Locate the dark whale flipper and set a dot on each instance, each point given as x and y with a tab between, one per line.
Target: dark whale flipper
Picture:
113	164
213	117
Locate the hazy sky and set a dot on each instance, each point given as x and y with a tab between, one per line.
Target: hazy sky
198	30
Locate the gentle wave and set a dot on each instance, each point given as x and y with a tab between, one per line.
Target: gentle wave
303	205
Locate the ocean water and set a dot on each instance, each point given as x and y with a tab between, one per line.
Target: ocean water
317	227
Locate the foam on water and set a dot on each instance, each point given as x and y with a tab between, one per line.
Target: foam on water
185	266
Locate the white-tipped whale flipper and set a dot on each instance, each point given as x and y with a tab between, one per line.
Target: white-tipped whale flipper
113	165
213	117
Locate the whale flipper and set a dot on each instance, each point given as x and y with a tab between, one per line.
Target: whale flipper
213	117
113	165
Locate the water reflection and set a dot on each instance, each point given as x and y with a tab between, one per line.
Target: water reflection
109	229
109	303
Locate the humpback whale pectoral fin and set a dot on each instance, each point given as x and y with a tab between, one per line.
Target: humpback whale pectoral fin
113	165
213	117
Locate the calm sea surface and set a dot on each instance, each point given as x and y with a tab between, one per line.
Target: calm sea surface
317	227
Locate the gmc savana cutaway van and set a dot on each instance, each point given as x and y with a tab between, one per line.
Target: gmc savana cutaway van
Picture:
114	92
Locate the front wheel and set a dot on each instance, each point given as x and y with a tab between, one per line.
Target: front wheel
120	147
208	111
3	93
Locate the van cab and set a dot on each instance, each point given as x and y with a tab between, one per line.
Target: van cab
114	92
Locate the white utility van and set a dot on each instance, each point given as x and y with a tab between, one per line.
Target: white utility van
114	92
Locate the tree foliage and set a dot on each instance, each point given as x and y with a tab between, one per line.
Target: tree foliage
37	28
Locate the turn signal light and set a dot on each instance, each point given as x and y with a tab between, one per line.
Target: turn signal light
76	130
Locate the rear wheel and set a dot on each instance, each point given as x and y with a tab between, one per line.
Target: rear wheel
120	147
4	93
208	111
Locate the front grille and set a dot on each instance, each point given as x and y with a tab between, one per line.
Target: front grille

********

— Aim of the exercise —
Filter the material for the word "cutaway" and copy each matching line.

— Result of the exercise —
Locate the gmc savana cutaway van and set a dot on each instance, each point given as x and y with a tab between, one per line.
Target: gmc savana cutaway van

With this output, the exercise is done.